◆ **FRAGMENTO DEL TEXTO**:
^^^^

Enseguida vuelve con el ejemplo de libertad de Estados Unidos, le digo que es un país que me gusta mucho, pero –le digo- que resulta muy duro y le hablo de la sanidad y no me cree que allí en ese país tan rico y maravilloso no exista una sanidad pública que cubra las necesidades de todos sus habitantes y le hablo de la educación pública en Norteamérica desvirtuada por un sistema de donaciones privadas  y prefiere cambiar la conversación, pero antes me dice que simplemente no me cree nada de lo que le estoy diciendo.

Trinidad. Cuba.

En Cuba en la actualidad las leyes, la fiscal y la laboral, que acompañaron a la creación de la figura del Trabajador por Cuenta Propia, como el taxista, y a los primeros pasos de la propiedad privada, no están todavía desarrolladas. Imposible profundizar en este tema con él.  Intento hacerlo, pero enmudece.

Trinidad. Cuba.

De repente la carretera se convierte en un cementerio de cangrejos.  Miles de nécoras son aplastadas por los coches cada día al llegar esta época del año, la época de puesta de las nécoras del monte.  Si, son de monte y bajan al mar a desovar.  Y son de color rojo y no se pueden comer, producen vómitos.  Las blancas si se comen.  Pero como solo se le comen las tenazas algunas personas se las arrancan y las dejan vivas para que le vuelvan a crecer.  Me instruyen el taxista y el pasajero cubano.

Los cangrejos rojos en la carretera a la salida de Trinidad. Cuba.

^^^^

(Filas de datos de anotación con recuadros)
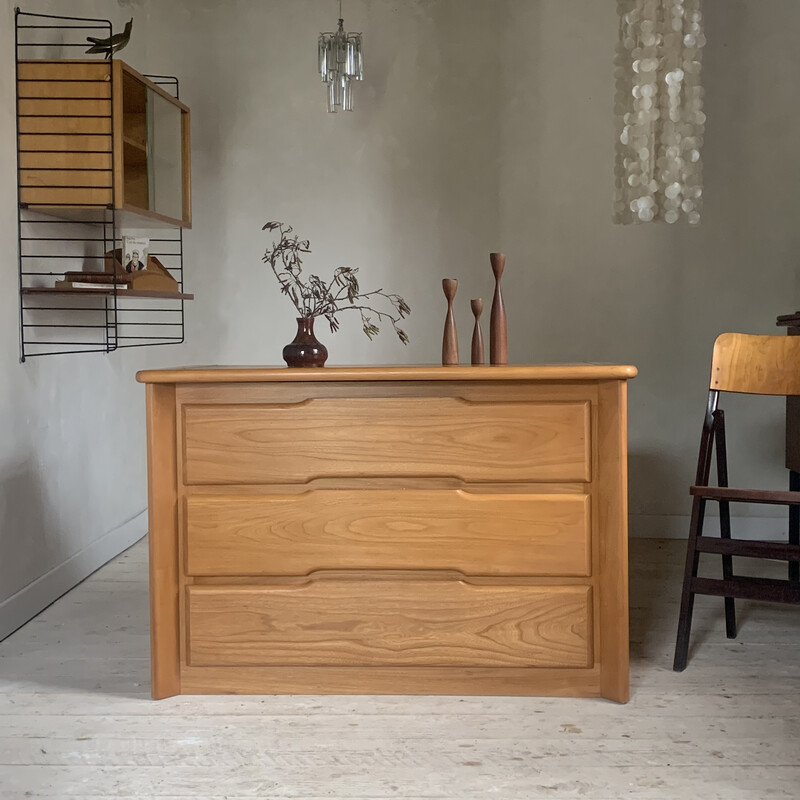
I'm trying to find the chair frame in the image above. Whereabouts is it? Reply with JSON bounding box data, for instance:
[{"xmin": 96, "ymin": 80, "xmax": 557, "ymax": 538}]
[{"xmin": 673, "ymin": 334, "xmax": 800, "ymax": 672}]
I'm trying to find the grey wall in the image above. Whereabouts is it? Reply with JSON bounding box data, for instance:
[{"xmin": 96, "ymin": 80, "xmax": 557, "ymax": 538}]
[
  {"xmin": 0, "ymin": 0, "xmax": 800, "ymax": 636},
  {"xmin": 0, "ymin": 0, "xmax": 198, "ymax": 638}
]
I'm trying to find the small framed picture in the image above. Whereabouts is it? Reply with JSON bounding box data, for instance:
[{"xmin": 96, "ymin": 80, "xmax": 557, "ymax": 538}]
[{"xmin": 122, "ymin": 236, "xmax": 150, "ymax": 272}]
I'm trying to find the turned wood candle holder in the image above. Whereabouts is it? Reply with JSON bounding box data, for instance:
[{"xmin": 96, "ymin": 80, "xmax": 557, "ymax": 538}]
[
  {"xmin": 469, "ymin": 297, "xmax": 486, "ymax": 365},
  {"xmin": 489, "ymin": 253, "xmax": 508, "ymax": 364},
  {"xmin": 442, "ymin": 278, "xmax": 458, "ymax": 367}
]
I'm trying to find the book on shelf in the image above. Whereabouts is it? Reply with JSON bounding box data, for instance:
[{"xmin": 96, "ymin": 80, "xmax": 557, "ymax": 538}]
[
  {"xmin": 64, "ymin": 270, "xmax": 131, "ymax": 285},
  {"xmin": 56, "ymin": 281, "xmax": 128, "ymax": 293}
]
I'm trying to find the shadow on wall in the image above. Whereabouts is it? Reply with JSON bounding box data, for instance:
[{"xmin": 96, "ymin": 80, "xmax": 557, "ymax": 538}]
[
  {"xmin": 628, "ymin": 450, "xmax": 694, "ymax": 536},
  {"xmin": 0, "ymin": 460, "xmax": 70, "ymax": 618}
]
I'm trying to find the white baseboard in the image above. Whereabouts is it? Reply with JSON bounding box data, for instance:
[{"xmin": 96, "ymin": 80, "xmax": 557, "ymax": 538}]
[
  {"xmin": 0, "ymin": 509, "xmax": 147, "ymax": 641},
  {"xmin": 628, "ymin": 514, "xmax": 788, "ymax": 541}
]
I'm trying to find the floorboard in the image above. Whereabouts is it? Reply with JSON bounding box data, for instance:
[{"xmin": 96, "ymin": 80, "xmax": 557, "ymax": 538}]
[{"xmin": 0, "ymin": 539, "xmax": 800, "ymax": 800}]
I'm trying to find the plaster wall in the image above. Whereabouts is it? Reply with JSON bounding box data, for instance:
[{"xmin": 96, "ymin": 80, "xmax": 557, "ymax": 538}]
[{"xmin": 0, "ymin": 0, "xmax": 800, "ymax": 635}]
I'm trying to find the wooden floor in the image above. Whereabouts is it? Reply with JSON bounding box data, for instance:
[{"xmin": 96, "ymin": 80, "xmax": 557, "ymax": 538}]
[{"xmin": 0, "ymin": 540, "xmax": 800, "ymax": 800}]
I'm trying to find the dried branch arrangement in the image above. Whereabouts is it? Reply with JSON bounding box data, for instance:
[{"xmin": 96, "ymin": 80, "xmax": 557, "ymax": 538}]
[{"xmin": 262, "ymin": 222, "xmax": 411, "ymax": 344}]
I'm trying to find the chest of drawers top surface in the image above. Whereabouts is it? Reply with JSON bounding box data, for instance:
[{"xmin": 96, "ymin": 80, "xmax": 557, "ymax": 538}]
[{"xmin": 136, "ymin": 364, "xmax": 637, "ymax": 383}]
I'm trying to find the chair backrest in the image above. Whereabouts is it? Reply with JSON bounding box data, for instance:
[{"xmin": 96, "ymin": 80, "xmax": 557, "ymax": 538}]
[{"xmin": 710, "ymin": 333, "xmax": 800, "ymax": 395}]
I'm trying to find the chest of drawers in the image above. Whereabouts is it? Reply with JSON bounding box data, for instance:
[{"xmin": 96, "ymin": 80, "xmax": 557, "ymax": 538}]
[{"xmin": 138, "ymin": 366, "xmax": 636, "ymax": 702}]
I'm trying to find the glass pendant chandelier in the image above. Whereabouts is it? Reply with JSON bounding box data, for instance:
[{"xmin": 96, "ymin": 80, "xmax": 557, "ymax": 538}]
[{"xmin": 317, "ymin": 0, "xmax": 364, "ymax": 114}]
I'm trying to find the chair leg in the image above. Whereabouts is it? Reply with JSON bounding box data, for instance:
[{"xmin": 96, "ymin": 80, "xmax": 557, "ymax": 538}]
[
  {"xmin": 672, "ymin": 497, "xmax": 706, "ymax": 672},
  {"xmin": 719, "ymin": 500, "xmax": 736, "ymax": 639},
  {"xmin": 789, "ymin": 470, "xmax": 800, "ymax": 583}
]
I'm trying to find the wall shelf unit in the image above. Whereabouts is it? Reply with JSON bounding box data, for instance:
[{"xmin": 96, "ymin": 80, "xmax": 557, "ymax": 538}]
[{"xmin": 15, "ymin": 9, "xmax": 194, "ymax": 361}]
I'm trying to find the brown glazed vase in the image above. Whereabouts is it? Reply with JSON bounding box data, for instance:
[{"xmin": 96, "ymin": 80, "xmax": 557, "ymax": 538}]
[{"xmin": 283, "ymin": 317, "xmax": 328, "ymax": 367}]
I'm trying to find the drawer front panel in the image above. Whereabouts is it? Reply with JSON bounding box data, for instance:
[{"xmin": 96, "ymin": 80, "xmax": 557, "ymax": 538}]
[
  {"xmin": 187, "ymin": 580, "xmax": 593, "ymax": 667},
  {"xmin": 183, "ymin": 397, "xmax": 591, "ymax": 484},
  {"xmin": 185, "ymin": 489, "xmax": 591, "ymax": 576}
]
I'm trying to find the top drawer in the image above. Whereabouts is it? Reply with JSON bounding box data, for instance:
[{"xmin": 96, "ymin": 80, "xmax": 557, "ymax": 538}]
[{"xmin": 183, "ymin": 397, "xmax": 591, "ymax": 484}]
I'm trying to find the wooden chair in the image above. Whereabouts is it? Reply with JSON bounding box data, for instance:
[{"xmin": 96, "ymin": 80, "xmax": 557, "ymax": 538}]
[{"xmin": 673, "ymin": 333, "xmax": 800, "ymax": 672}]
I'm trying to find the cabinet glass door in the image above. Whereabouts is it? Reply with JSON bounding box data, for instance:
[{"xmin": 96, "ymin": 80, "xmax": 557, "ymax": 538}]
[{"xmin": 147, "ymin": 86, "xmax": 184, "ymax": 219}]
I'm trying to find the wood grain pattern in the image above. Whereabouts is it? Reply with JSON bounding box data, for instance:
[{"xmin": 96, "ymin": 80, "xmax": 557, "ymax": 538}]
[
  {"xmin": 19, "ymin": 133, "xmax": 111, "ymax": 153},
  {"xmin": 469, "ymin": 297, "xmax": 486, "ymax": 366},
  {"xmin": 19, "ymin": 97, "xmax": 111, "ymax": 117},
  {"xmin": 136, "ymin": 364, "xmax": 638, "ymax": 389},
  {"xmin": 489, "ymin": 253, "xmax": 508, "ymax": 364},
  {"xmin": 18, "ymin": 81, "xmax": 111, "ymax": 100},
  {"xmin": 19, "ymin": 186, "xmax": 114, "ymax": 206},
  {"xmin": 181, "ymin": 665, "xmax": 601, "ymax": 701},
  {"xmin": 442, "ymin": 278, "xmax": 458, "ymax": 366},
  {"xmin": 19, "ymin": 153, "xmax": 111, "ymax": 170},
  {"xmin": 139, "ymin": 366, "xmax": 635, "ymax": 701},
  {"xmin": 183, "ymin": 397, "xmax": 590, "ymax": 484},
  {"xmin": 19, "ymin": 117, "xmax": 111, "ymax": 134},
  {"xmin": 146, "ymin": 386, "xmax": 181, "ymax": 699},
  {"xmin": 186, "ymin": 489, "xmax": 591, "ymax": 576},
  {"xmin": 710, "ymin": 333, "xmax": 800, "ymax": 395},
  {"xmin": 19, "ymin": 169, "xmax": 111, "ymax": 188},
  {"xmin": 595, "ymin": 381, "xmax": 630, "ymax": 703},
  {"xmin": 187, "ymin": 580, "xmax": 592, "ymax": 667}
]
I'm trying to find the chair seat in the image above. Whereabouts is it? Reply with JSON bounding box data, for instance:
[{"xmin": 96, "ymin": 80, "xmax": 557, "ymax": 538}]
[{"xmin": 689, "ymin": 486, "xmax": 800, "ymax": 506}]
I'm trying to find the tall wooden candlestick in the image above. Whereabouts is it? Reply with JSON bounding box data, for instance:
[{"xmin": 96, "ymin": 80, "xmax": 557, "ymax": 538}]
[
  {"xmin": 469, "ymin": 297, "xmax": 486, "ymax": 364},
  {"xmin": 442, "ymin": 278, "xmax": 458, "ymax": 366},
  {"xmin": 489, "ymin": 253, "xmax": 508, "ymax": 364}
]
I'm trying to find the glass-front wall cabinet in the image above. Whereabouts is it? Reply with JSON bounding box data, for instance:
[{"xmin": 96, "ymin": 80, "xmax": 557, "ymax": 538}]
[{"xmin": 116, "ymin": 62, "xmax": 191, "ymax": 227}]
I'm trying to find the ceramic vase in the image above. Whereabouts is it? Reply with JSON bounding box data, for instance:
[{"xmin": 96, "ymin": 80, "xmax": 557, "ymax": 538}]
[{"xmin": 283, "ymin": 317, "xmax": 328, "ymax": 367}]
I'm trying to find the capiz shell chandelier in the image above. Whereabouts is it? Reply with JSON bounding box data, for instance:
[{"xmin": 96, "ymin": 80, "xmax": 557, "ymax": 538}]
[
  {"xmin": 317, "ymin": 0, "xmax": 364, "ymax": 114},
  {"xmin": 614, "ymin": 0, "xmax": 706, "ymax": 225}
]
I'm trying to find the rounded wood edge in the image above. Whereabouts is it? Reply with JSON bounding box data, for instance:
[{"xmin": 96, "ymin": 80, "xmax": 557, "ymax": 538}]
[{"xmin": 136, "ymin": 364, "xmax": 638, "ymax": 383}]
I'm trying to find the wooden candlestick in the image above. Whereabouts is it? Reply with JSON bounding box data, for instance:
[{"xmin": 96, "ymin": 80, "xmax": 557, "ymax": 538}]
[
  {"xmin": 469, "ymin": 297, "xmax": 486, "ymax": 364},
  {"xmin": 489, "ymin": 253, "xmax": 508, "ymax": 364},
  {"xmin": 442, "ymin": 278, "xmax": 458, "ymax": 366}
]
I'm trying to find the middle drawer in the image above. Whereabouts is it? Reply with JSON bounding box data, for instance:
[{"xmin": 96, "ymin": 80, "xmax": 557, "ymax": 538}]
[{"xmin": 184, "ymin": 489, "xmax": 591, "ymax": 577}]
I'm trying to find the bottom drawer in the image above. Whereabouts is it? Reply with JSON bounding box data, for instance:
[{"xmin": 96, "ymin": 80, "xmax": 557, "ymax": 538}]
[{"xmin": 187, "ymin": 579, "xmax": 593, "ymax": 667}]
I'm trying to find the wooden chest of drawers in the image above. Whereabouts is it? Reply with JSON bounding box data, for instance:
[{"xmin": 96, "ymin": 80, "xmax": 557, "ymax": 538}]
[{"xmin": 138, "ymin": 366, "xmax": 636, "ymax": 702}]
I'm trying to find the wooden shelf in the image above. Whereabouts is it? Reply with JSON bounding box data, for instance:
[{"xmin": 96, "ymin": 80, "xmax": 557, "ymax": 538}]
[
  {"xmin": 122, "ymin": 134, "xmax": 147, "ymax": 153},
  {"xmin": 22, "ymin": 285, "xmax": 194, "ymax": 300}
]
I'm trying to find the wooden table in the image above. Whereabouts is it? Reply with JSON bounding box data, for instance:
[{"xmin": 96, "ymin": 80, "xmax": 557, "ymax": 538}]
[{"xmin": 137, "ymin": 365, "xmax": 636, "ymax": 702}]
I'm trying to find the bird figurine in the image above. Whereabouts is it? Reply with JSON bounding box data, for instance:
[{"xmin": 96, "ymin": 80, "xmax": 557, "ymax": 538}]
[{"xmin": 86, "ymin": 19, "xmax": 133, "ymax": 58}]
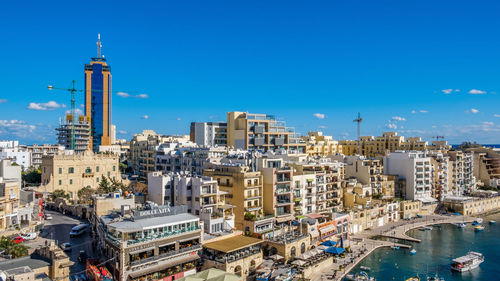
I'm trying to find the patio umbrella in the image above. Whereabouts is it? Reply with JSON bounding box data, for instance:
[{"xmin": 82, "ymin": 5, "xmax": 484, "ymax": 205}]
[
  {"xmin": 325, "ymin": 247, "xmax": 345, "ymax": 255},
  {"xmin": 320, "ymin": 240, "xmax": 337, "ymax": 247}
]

^^^^

◆ **QUÉ SE ESPERA**: Prosigue el relato del viaje en taxi por Trinidad, Cuba, a partir de su última línea.

◆ **RESULTADO FINAL**:
Les digo que yo sabía que ocurría algo como esto, creía que en Australia, pero con ranas.  Aquí no, me dice el taxista, aquí son cangrejos.  Y conduce despacio para no atropellarlas.  No quieres matarlas, ¿no? Le pregunto.  Y me responde, no, con esas tenazas si las coges mal te pinchan las ruedas.  ¿Y sabes cuánto vale un neumático en Cuba?  100 dólares.  Igual que en España, le digo, se sorprende y me da la sensación de que tampoco me cree. Le pregunto si sabe lo que es una longaniza, me dice que no.  Algo como un chorizo, que sé que aquí los conocen, pues en España no atamos los perros con chorizos. 

Los cangrejos rojos en la carretera a la salida de Trinidad. Cuba.

Lo de no atar los perros con chorizos le gusta, por lo que sigo por ahí, y del esfuerzo que hacemos, los que vivimos en el sistema capitalista, para mantener el Estado y  los servicios públicos, que nada es gratis. Y le explico que el Estado percibe por cada trabajador, mucho más de lo que se lleva el trabajador para su casa.  Le echo las cuentas aproximadas: 30% que paga la empresa a la seguridad social por cada trabajador, más las cotizaciones del propio trabajador hace, más lo que paga de IRPF, que puede andar como mínimo en un 20% y además, le digo, todo lo que compra con el dinero que se lleva a casa que tiene un impuesto que puede llegar al 21%. 

Me mira con escepticismo, me cree simpatizante del régimen y que le cuento mentiras para desprestigiar la democracia. Le hablo de la democracia y de que cuanta más democracia mejor es para los más débiles, pero que no todo es como lo pintan, y que la democracia … y me doy cuenta que le importa un rábano la conversación y a mi también.

Trinidad.Cuba

Entramos en la capital por el túnel de la bahía que desemboca en La Habana vieja.  Vamos a la calle Cuba a dejar a una de las pasajeras, a la californiana que estuvo tres días en Trinidad y todavía se va a quedar seis días más en la capital.  Pasamos el cruce de la calle Habana y una mujer saluda al taxista. Adiós Fidel!

Qué casualidad, le digo.  Si, es una amiga de Cienfuegos.  No, que te llames Fidel, le digo.  Y no me dice nada.  A veces resulto antipático, lo sé.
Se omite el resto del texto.